>> Begin RECORDS FOR PROCESSING
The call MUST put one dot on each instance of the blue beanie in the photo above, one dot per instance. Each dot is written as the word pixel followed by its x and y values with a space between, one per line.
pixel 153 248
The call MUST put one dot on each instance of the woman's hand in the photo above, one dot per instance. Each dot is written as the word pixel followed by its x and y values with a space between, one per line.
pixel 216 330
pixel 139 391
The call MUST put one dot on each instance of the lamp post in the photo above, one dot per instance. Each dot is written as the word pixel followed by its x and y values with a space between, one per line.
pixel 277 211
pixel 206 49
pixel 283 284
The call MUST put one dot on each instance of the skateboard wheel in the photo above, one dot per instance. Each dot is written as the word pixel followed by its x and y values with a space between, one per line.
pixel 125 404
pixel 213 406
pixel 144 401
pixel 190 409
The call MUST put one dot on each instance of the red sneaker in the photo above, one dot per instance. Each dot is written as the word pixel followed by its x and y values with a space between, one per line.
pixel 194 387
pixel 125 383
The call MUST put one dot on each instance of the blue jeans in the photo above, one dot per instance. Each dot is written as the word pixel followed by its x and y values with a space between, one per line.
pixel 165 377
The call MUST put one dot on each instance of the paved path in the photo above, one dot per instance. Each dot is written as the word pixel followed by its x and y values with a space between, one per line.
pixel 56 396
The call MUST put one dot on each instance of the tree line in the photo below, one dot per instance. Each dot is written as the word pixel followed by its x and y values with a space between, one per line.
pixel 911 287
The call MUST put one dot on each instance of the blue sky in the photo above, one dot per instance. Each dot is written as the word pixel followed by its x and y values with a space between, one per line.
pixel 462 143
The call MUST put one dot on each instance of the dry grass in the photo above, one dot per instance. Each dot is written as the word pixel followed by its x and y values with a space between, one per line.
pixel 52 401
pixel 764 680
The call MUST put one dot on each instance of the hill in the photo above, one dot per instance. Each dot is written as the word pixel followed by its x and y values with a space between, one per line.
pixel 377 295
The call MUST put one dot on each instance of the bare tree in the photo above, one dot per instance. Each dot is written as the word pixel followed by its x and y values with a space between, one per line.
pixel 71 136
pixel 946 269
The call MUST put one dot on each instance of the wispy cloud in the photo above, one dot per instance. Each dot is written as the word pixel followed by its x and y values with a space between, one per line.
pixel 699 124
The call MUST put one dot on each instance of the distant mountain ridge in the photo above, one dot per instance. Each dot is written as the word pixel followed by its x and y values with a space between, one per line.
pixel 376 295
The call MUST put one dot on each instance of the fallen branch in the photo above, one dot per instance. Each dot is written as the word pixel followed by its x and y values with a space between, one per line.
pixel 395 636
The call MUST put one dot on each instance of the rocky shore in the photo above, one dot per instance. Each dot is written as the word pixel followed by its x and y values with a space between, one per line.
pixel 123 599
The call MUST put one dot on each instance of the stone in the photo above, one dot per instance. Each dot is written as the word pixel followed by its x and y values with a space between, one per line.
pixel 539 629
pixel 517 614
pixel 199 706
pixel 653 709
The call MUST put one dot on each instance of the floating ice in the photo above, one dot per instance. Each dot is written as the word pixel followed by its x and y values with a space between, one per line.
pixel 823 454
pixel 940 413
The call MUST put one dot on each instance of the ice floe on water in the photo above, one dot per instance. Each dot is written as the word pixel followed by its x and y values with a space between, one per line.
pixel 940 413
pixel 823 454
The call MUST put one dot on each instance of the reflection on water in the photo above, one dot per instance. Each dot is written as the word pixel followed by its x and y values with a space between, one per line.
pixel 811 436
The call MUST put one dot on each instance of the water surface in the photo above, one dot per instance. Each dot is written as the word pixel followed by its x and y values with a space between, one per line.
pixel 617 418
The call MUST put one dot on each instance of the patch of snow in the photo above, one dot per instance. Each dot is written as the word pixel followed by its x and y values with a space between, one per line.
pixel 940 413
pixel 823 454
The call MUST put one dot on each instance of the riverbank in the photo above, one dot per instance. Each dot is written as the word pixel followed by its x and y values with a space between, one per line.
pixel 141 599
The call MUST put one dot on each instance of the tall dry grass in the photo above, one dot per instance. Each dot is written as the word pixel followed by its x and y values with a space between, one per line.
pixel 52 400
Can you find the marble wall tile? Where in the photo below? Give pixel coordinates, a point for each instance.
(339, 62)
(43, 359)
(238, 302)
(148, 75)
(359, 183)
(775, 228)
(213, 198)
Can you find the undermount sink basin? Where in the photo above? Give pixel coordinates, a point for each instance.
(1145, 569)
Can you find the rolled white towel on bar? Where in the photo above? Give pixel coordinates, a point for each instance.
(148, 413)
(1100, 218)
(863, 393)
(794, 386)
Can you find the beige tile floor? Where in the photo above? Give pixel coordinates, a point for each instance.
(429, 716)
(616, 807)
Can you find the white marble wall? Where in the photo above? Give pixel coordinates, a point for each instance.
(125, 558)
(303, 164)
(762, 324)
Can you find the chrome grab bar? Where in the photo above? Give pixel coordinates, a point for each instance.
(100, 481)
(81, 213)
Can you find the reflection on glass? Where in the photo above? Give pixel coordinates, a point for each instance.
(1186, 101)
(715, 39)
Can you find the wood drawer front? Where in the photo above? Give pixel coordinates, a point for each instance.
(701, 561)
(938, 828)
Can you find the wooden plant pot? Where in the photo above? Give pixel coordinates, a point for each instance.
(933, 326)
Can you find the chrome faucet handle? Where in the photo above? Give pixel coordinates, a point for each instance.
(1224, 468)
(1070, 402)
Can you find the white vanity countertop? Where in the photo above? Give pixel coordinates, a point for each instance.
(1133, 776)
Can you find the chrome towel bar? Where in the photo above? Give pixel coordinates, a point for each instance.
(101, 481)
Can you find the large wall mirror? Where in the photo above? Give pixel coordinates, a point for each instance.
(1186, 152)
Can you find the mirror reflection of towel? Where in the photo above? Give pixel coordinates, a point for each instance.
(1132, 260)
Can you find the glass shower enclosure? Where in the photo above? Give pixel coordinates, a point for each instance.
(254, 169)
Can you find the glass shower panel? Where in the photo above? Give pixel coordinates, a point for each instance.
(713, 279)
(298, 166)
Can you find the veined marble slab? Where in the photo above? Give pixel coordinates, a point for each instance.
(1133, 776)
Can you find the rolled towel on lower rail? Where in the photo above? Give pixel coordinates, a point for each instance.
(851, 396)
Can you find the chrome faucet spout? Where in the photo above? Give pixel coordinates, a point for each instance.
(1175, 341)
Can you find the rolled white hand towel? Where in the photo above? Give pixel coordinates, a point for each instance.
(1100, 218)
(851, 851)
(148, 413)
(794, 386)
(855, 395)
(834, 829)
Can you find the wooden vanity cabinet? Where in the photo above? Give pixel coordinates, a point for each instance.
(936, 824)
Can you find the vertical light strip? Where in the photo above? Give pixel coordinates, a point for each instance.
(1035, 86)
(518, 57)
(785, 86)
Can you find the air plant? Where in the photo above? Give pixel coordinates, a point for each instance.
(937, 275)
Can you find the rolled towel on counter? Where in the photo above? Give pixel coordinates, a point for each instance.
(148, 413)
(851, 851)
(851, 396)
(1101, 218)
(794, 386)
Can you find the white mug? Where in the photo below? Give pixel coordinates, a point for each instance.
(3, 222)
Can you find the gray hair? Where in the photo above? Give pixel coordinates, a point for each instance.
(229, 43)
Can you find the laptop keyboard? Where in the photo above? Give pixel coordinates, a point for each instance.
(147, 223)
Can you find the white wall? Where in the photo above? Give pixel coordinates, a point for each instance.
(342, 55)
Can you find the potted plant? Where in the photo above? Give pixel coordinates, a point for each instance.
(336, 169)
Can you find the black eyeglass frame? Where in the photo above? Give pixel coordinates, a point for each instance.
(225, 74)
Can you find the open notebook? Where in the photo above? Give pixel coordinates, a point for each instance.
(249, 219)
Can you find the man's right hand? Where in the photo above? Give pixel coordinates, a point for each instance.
>> End RECORDS FOR PROCESSING
[AIM]
Could you put the records, from their first line through the line containing "pixel 125 383", into a numbered list with blank lines left out and nothing after that line included?

[EXERCISE RESPONSE]
1. The call MUST put one dot on each instance of the blue beanie in the photo above, one dot per instance. Each dot is written as the word pixel followed by its x and y values with a space between, one per line.
2. pixel 153 248
3. The call MUST put one dot on each instance of the woman's hand in the photo above, one dot per instance. Each dot is written as the word pixel followed by its x and y values with a space between, one per line.
4. pixel 216 330
5. pixel 139 391
6. The call MUST put one dot on each instance of the lamp post in the photo above, one dot per instance. Each dot is written as the word pixel followed by its x and y values with a space between, one per line.
7. pixel 277 211
8. pixel 206 49
9. pixel 283 284
10. The call MUST put one dot on each instance of the skateboard wheel in the photo above, one dot per instance. Each dot is written as the word pixel followed by its x and y values with a space between, one per line.
11. pixel 125 404
12. pixel 213 406
13. pixel 144 401
14. pixel 190 409
15. The call MUST put one dot on each instance of the red sneaker in the photo above, one dot per instance. Each dot is written as the word pixel followed by its x and y values with a space between, one per line.
16. pixel 194 387
17. pixel 125 383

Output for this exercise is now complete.